(WAS ZU TUN IST):
A. In welchem Jahr wurde laut dem Text über die Gaza-Blockade zum ersten Mal ein Trennzaun um den Gazastreifen gezogen?
B. Schreib den Text über die Gaza-Blockade nach seinem letzten Satz weiter.

(ZITIERTER TEXT):
============
Die Welt als Israels »Tanzbär am Nasenring« - Von Evelyn Hecht-Galinski

Verfolgt man die Chronologie der Ereignisse seit dem 31. Mai bis heute, kann man in erschreckender Weise feststellen,

wie gut die Hasbara, die israelische Propaganda, wieder Gehirnwäsche betrieben hat. Es waren 700 friedliche Aktivisten, die die Blockade des Gazastreifens durchbrechen wollten. Sie wollten darauf aufmerksam machen, daß diese unmenschliche und völkerrechtswidrige Blockade 1,5 Millionen unschuldige Menschen in kollektiver Kerkerhaft hält. Vergessen wir auch die unwahre Propaganda Israels über die Gefahr aus dem Gazastreifen durch die Hamas. Die bewußte Abschneidung des Gazastreifens vom Westjordanland ist eine gezielte Maßnahme zur Verhinderung eines Palästinenserstaates.
 
Schon im Jahr 1991, vor Beginn des Golfkriegs, wurde ein Trennzaun um den Gazastreifen gezogen, und die Bewohner konnten nicht mehr frei ein- und ausreisen. Vergessen wir nicht: das war vor dem sogenannten Oslo-Friedensprozeß und vor der Welle der ersten palästinensischen Anschläge. Als in einem Interimsabkommen die Einheit zwischen den besetzten Gebieten, also dem Westjordanland und dem Gazastreifen, 1993 festgelegt wurde, hat Israel auch das bewußt negiert. Nach Beginn der zweiten Intifada im Jahr 2000 wurden die Übergänge zwischen dem Westjordanland und Gaza geschlossen. Seit damals - also seit 10 Jahren - ist der Gazastreifen von der Außenwelt hermetisch abgeriegelt. Familien wurden auseinandergerissen und Studenten, die im Westjordanland studierten, wurden deportiert. Man sollte also die Aufmerksamkeit nicht allein auf die Lieferung der Waren konzentrieren, sondern auch auf die Verweigerung des Rechts der Gaza Bewohner und die Vereitelung ihres Wunsches, ein aktiver, dauernder und natürlicher Teil der palästinensischen Gesellschaft zu sein, hinweisen. Diese Ausgrenzung des sozialen Miteinander, der zwischenmenschlichen Beziehungen und des Rechts auf Bildung verfolgt die israelische Politik seit der Gründung des Staates Israel mit der Unterdrückung, Vertreibung und Ermordung des palästinensischen Volkes. Das ist Teil der unmenschlichen Apartheidpolitik Israels.
============
(AUSGANGSMATERIAL):

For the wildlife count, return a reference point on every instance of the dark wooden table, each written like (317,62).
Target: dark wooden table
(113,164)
============
(ANTWORTEN NACHEINANDER):
A. Im Jahr 1991, noch vor Beginn des Golfkriegs.

B.
 
Daher ist es ja sehr erfreulich, wenn der Deutschen Bundestag endlich eine Aufhebung der Gaza Blockade fordert. Aber auf diese Aufforderung müssen Druck und Taten folgen, die Israel unter Zugzwang setzt. Dem kann ich nur skeptisch entgegensehen, da es mir scheint, daß nach dieser Erklärung der Bundestag überparteilich seine Pflicht getan hat und nun wieder zur Tagesordnung übergeht. Israel führt die Welt wie immer als ­­­›Nasenbär in seinem Zirkus vor. Da wird jetzt eine schwarze Liste für Gaza vorgelegt, die vorsieht, daß das Kontingent der Waren, die verwehrt werden, erweitert wird. D.h. Stahlkabel, Eisen und Beton dürfen weiterhin nicht unkontrolliert in den Gazastreifen - genau wie Jagdmesser, Nachtsichtgeräte, bestimmte Computertechnik und Düngemittel (man merke!), die zur Herstellung von Sprengstoffen genutzt werden können. Aber Limonade, Süßigkeiten und Ketchup zum Dickmachen sind erlaubt. Dank unserer aller Hilfe geht also die unmenschliche und verbrecherische israelische Willkür- und Strangulationspolitik weiter.   Immerhin dürfen wir nicht vergessen, daß die ganzen Hilfsgüter von uns allen, von internationalen Hilfsorganisationen und der UNO bezahlt werden. Ich vermisse also weiter den Aufschrei und den Protest gegen diese israelische Politik. Wir brauchen also anstatt unwirksamer Resolutionen wirksame Zeichen, d.h. die Verhinderung der Mitgliedschaft Israels in der OECD, Eureka. Und anstatt die Militärzusammenarbeit zu vertiefen, brauchen wir einen sofortigen Stopp aller Militärgeschäfte und Geschenke an und mit Israel.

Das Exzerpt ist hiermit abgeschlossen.